▶ _PROBLEM TO WORK ON_:
Here are the records. Write out exactly the lines between the one holding "one marker per instance, written like [342,99]" and the one holding "one marker per instance, written like [290,141]", inclusive.

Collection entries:
++++++++++++++++++++

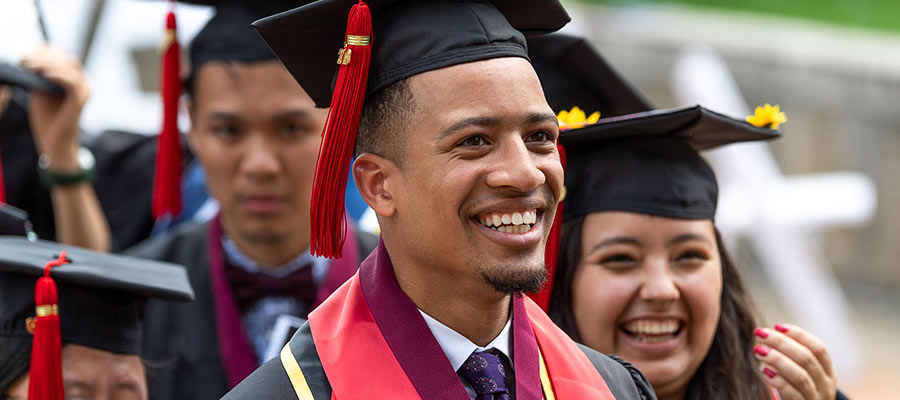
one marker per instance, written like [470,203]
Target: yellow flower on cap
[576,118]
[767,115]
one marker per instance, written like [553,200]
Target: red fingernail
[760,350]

++++++++++++++++++++

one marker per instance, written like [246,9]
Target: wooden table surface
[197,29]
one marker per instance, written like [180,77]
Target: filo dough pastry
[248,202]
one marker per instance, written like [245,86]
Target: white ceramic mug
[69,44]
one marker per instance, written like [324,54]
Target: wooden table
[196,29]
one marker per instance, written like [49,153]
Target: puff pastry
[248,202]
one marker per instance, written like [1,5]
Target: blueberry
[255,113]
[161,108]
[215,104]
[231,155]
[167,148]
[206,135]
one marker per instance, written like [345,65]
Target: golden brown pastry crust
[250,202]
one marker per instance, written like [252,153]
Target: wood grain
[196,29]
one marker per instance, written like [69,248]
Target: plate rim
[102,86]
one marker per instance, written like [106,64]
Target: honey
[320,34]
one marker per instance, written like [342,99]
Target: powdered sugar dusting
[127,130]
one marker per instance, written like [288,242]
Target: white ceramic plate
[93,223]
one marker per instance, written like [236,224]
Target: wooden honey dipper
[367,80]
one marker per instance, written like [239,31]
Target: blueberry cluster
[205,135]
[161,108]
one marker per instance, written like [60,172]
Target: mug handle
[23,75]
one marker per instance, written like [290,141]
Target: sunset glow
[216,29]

++++++++++++++++++++

▶ _SOLUTION FOR THIS EXERCISE_:
one marker per instance, written like [342,99]
Target: powdered sugar dusting
[127,130]
one marker per instance, written like [288,242]
Target: white ceramic plate
[93,223]
one marker per instance, written like [236,224]
Target: wooden honey dipper
[367,80]
one marker per instance, written like [239,31]
Target: blueberry cluster
[205,135]
[161,108]
one marker per instance, written like [60,172]
Target: mug handle
[23,75]
one marker per instance, written like [290,141]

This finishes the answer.